    But here’s the thing:despite being reasonably successful, owning a nice home, living in one of the world’s most exciting cities, and being in a fabulous relationship, I generally felt like a loser deep down – because I didn’t “give it my all”; because I drank the Kool-Aid so long that academic success was the only thing that mattered, and everthing else was a sellout; because being part of the “elite” had become such a huge part of my self-image (especially since my generation was the first in my family to even go to college, let alone grad school). When I got the job offer from my current employer, I broke down sobbing. Because, perversely, taking a good-paying job to perform a skill I do well at for a respected company meant I was a failure.
    Frankly, for a toxic cocktail of reasons – running the gamut from poor (nonexistent?) advising to a soul-killing personal crisis during most of my time in grad school – I would have been woefully unprepared for the job market anyway. I didn’t miss out on anything, except a big dollop of bitter disappointment (and possibly personal bankruptcy). Reading your razor-sharp columns has been a big step for me in realizing that my intellectual worth does not depend on recognition from the academic system – which, as you so clearly point out, is pretty broken at this point in any case.
    So, this far-too-lengthy comment is all about me, and I really just wanted to thank you. You’re a great writer, and a great advocate for recovering academics everywhere. Keep up the good work!


    • @Wiesel. Loved your post. I especially related to the “being woefully unprepared” due to adviser neglect (criminal, really) and the poor mental state I was in (after the shameless treatment I received in grad school ––which I’ve mentioned in other comments on this blog– and somewhat tangential personal reasons).

      You have what sounds like a great life and I’m glad you’re done “detoxing” from the KoolAid. I’m still figuring out the job situation and you were oh so smart to not even go into the market–I wasted too many years.

--- MATERIAL SUPPLIED ---
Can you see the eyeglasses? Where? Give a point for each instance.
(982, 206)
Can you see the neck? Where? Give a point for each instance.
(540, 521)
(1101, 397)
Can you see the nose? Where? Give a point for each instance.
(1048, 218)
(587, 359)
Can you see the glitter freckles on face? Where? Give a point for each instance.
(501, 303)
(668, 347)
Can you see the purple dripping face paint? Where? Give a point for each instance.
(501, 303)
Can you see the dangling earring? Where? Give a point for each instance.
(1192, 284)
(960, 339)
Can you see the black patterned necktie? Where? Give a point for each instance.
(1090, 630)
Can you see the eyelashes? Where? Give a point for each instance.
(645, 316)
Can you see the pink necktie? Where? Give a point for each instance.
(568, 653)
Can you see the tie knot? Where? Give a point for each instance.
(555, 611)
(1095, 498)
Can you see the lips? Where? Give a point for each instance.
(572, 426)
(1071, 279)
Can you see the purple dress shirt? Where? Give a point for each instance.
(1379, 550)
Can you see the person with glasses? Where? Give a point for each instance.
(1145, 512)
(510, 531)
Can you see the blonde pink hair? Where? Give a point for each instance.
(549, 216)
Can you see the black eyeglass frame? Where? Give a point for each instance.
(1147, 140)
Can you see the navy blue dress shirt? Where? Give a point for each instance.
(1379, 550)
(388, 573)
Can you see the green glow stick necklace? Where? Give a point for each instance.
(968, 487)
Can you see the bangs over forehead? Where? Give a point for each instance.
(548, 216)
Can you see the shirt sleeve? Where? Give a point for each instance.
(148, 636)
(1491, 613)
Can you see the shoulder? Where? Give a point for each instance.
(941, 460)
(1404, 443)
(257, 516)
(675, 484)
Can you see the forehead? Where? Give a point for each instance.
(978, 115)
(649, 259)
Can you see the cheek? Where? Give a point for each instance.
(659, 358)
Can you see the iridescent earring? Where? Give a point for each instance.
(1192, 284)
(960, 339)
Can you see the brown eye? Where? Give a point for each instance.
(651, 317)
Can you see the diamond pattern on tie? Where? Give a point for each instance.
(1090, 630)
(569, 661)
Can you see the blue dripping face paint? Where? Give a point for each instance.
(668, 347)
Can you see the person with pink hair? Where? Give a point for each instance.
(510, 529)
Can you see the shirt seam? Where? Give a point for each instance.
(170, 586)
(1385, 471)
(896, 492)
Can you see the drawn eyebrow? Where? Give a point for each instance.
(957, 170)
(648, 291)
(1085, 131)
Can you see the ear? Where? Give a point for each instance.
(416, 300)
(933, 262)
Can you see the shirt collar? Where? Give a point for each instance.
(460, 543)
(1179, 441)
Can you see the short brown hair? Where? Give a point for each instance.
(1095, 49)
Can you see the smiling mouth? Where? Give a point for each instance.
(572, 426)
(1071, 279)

---

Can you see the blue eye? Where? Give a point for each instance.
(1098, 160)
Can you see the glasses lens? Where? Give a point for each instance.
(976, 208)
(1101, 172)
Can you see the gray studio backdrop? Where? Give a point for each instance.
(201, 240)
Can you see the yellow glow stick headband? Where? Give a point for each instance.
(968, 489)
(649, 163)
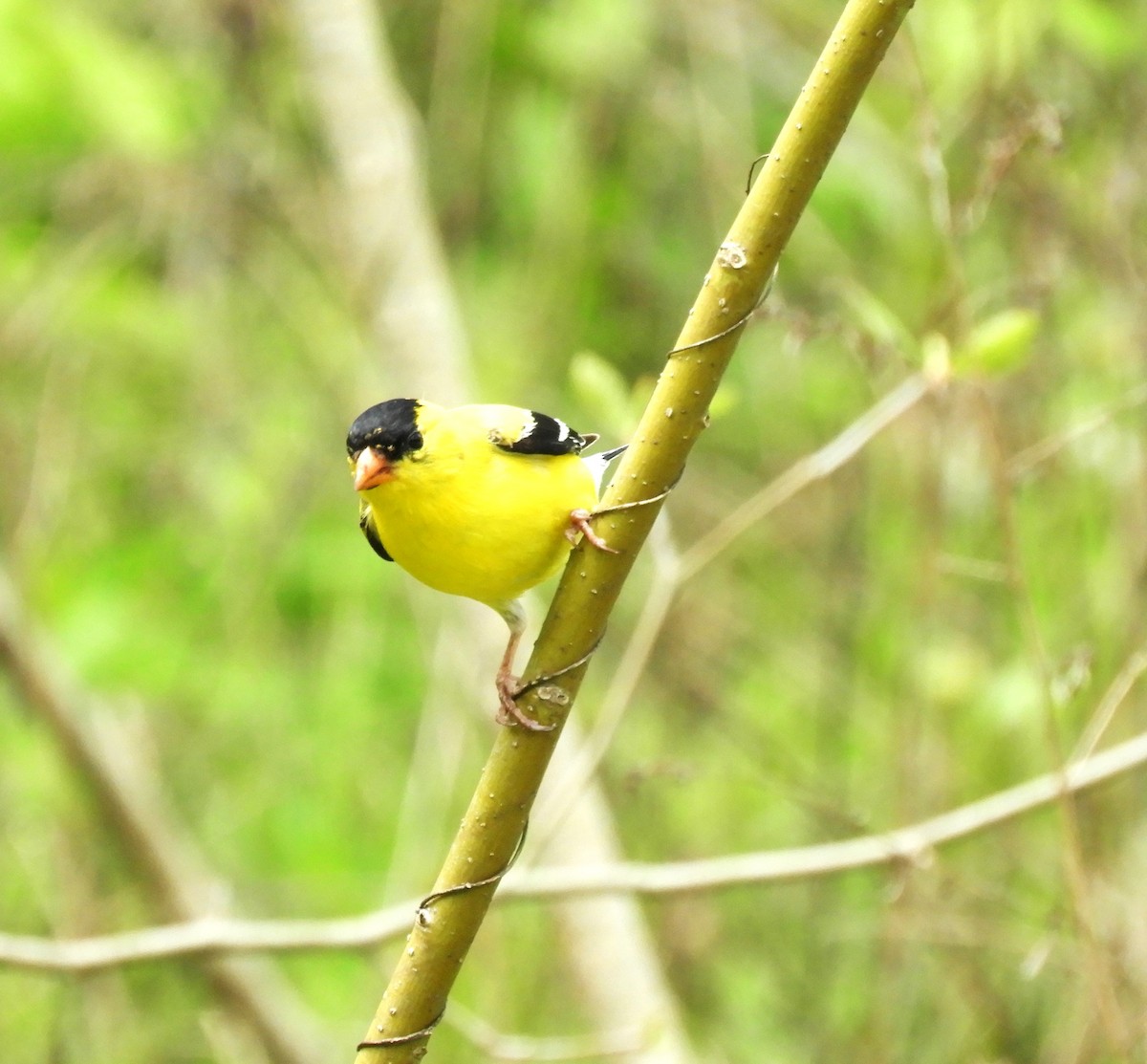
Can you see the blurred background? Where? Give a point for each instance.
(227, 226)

* * *

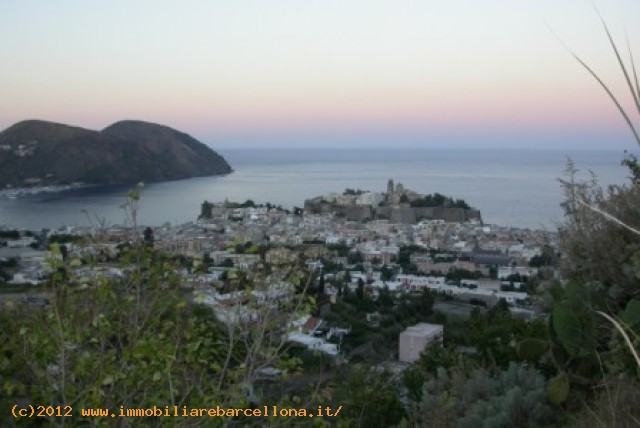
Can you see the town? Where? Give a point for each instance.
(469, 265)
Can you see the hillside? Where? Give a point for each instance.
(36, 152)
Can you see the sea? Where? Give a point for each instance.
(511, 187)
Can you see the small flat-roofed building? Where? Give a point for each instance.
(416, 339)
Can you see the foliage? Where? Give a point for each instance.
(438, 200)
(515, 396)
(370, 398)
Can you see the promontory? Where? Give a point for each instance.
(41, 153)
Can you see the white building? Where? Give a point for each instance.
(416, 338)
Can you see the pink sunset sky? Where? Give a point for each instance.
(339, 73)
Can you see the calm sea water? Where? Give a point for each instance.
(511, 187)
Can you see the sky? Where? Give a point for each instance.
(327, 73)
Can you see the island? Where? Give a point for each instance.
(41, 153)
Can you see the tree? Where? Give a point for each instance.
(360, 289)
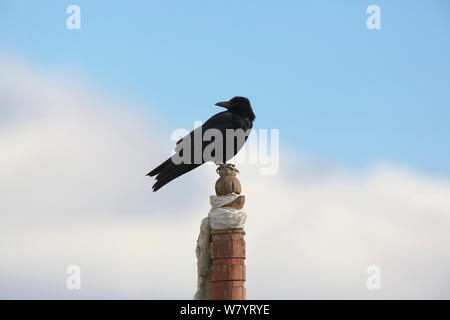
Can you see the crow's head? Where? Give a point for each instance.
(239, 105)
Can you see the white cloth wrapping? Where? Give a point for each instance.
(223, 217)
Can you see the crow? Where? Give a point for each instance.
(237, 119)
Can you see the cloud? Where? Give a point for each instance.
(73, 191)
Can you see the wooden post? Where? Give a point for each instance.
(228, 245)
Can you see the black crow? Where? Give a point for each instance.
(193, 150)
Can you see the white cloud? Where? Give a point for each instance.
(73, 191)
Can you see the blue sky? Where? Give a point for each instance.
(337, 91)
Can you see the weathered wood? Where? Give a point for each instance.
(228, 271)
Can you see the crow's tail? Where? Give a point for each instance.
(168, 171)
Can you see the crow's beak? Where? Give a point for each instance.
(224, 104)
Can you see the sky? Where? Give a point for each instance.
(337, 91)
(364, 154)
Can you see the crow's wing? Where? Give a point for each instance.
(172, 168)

--- ASSIGNED TASK A ---
Repeat word for word the stretch of the blog comments about leaving academia from "But here’s the" through "was a failure.".
--- ASSIGNED TASK B ---
Carry on the blog comments about leaving academia from their final sentence.
None of the records is required for the tasks.

--- TASK ANSWER A ---
But here’s the thing:despite being reasonably successful, owning a nice home, living in one of the world’s most exciting cities, and being in a fabulous relationship, I generally felt like a loser deep down – because I didn’t “give it my all”; because I drank the Kool-Aid so long that academic success was the only thing that mattered, and everthing else was a sellout; because being part of the “elite” had become such a huge part of my self-image (especially since my generation was the first in my family to even go to college, let alone grad school). When I got the job offer from my current employer, I broke down sobbing. Because, perversely, taking a good-paying job to perform a skill I do well at for a respected company meant I was a failure.

--- TASK ANSWER B ---
      I love hearing from other folks like you! Good for you, me, us!


      • Thank you, DM, for your very kind reply! I can’t say that my professors evern mistreated me – most of them were kind and even supportive, but in such a diffuse way that I had no idea what I was doing. A great deal of the fault certainly lies with me. Maybe deep down, I was afraid to ask certain questions because I didn’t want to hear the answers. In any case, I’m not done detoxing yet, but reading Rebecca and her wonderful group of commenters is helping me on my way. And you’re right – we rock!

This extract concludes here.